Texte fourni:

★ ★ ★ ★ ★ ★ ★

Il est assez difficile de parler de l'étrange film que constitue Les Bonnes Manières sans dévoiler des pans importants de son intrigue, aussi cet avis contiendra du spoil.


Les Bonnes Manières est un film brésilien sorti en 2017. Il met en scène Clara, une apprentie infirmière en soucis financiers, qui va se mettre au service d'Ana, une riche provinciale mise en résidence à Sao Paulo par sa famille à cause de sa grossesse. Alors que les deux femmes délaissées se rapprochent, Ana, au fur et à mesure de sa grossesse, semble prise d'étranges crises qui surviennent à intervalles réguliers.


Le film est découpé en deux parties bien distinctes, d'une heure chacune, avec une ellipse au milieu. La première partie, lente et contemplative, surtout dans sa première demi-heure, installe le drame dans une économie très dépouillée, presque théâtrale, on a essentiellement deux personnages et un décor. Il s'agit ici de parler en creux des inégalités du Brésil moderne à travers un couple de personnages opposés, une femme blanche et une femme noire, une riche et une pauvre, l'une au service de l'autre, dans un univers clinique, immaculé, inquiétant d'appartement moderne. La dynamique du couple fonctionne bien même si le tout demeure assez distancié, on s'englue un peu dans l'exposition interminable du film mais il y a quelque chose qui marche bien dans la présentation de cet univers sans âme des grandes classes bourgeoises. Celles-ci seront d'ailleurs assez efficacement représentées en métonymie durant tout le film par des plans sur l'architecture contemporaine de Sao Paulo, angulaire, monumentale, menaçante.


Quand survient finalement l'accouchement et que l'on nous confirme bien qu'Ana est atteinte d'une sorte de lycanthropie, les choses bascules. Le bébé loup-garou tue Ana en faisant exploser son ventre, Clara le sauve et s'enfuit. La deuxième partie nous montrera comment Clara essaiera d'élever cet enfant particulier dans la favela, en cachant son mal, même si l'on se doute bien qu'un jour les précautions seront insuffisantes.

★ ★ ★ ★ ★ ★ ★

Extrait des données:
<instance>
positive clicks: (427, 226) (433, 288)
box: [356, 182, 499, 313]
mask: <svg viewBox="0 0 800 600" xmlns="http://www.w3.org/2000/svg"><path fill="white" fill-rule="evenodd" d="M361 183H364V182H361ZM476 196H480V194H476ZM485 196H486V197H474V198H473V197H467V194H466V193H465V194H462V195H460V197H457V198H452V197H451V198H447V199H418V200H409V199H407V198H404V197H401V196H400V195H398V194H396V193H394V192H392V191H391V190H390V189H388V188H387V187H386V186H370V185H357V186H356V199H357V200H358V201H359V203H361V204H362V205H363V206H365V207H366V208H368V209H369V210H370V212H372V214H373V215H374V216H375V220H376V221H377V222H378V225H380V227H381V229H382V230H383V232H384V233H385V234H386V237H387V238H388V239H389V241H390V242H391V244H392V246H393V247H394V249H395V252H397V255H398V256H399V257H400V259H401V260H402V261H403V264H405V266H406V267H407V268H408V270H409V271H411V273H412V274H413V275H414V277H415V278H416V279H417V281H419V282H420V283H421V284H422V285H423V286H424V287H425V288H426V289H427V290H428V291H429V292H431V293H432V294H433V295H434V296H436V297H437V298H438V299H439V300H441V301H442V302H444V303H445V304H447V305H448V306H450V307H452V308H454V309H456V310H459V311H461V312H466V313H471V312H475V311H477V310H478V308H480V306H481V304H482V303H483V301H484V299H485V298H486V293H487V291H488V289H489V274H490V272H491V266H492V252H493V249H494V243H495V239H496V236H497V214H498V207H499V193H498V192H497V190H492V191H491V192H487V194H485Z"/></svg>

★ ★ ★ ★ ★ ★ ★

Mise en application:
(a) Dans la critique, reformulez sous forme de liste à puces le paragraphe commençant par « Les Bonnes Manières est un film brésilien » en conservant ses faits principaux.
(b) Restituez sans modification le passage de la critique qui débute par « Les Bonnes Manières est » et se poursuit jusqu'à « à intervalles réguliers. ».
(c) D'après la critique, quelle est la durée de chacune des deux parties du film ?

Liste des réponses:
(a)
- Film brésilien sorti en 2017.
- Clara, apprentie infirmière en difficulté financière, entre au service d'Ana.
- Ana, riche provinciale enceinte, a été installée à Sao Paulo par sa famille en raison de sa grossesse.
- Les deux femmes, délaissées, se rapprochent.
- À mesure que la grossesse avance, Ana semble en proie à d'étranges crises survenant à intervalles réguliers.

(b)
Les Bonnes Manières est un film brésilien sorti en 2017. Il met en scène Clara, une apprentie infirmière en soucis financiers, qui va se mettre au service d'Ana, une riche provinciale mise en résidence à Sao Paulo par sa famille à cause de sa grossesse. Alors que les deux femmes délaissées se rapprochent, Ana, au fur et à mesure de sa grossesse, semble prise d'étranges crises qui surviennent à intervalles réguliers.

(c) Chacune dure une heure.